**Selection:**
14.5 Seller further acknowledges and agrees that, except as specifically
provided by the terms of this Agreement, none of the corporate parties will
have any obligation to register securities issued, and have no present
intention to register such securities other than is specifically provided
for by this Agreement. Each person under this Agreement acquiring
securities further understands and agrees that individual registration of
securities, absent registration by the issuer, is usually not practical and
should not be relied upon as a means for resale or other distributions of
securities acquired under this Agreement.
14.6 Any entity acquiring securities pursuant to this Agreement with the intent
to divide such securities among its principal shareholders as part of the
acquisition process, will be responsible for obtaining the knowledgeable
consent and agreement of such actual shareholder to the terms of this
Agreement, specifically referencing this paragraph.
14.7 Seller fully understands and agrees that should such person be deemed to be
in a "control" position as to Buyer incident to the completion of this
Agreement, that such person must comply with the volume limitations of Rule
144 to complete sales of his or her securities acquired, except for
securities which have been otherwise registered pursuant to this Agreement.
A control person has been defined by the SEC, and by most state securities
regulatory agencies, as a person who has the capacity to exercise control
over the issuing company. While no precise mathematical formulation of a
control person is applicable to all situations, the following are generally
presumed to be control people:
(i) a person holding 10% or more of the shares of the issuing company;
(ii)any principal officer or any director of the issuing company.
14.8 Seller represents that it is acquiring the Shares for its own account, for
investment and not with a view to the distribution or resale thereof. The
Seller further represent that their financial and other circumstances are
such that they have adequate means of providing for their current and
anticipated future needs without having to sell or otherwise dispose of the
Shares, and that the Seller are able to bear the economic risks of this
investment and consequently are able to hold the Shares for an indefinite
period of time and to sustain the loss of their entire investment in the
Shares, in the event such a loss should occur.

**Information shown:**
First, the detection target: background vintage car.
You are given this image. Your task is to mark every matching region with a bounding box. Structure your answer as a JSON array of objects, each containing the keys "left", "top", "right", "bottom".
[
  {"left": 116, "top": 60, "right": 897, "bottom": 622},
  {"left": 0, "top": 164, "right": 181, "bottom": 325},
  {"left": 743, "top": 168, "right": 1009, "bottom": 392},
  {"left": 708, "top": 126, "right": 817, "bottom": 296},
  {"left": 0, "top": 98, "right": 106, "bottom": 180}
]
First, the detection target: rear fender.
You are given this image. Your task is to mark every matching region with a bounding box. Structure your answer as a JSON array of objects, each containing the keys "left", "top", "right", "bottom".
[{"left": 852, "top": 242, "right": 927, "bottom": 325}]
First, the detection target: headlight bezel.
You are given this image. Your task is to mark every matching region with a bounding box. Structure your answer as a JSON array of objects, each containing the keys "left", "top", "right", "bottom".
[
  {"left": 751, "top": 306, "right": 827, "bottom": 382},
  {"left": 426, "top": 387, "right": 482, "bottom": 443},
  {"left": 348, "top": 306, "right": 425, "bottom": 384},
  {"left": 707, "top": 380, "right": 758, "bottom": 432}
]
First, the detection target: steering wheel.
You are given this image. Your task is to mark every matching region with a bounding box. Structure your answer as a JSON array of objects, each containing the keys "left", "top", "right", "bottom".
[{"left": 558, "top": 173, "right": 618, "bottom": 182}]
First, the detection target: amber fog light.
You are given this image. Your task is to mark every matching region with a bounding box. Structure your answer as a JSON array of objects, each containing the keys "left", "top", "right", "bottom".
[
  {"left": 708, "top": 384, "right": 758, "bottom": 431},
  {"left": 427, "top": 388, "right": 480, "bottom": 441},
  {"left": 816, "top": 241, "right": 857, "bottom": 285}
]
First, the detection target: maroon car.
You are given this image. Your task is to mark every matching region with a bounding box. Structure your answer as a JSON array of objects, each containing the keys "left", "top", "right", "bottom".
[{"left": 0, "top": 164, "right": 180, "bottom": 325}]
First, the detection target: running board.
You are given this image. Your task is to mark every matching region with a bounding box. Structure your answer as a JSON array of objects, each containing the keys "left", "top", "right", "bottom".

**Exercises:**
(a) Update the stretch of the securities agreement from "14.8 Seller represents" through "loss should occur.", changing "economic risks" to "financial risks".
(b) What reason does the securities agreement give for the Seller being able to hold the Shares for an indefinite period of time?
(c) Say whether each statement agrees with the securities agreement. Answer yes or no, and quote the deciding words.
(i) A person holding 10% or more of the issuing company's shares is generally presumed to be a control person.
(ii) The corporate parties currently intend to register the securities beyond what the Agreement provides.
(iii) A precise mathematical formulation defines a control person in every situation.

**Written answers:**
(a)
14.8 Seller represents that it is acquiring the Shares for its own account, for
investment and not with a view to the distribution or resale thereof. The
Seller further represent that their financial and other circumstances are
such that they have adequate means of providing for their current and
anticipated future needs without having to sell or otherwise dispose of the
Shares, and that the Seller are able to bear the financial risks of this
investment and consequently are able to hold the Shares for an indefinite
period of time and to sustain the loss of their entire investment in the
Shares, in the event such a loss should occur.

(b) The Seller's financial and other circumstances give it adequate means of providing for its current and anticipated future needs without having to sell or otherwise dispose of the Shares. The Seller is also able to bear the economic risks of the investment.

(c)
(i) Yes: "the following are generally presumed to be control people: (i) a person holding 10% or more of the shares of the issuing company"
(ii) No: "have no present intention to register such securities other than is specifically provided for by this Agreement"
(iii) No: "no precise mathematical formulation of a control person is applicable to all situations"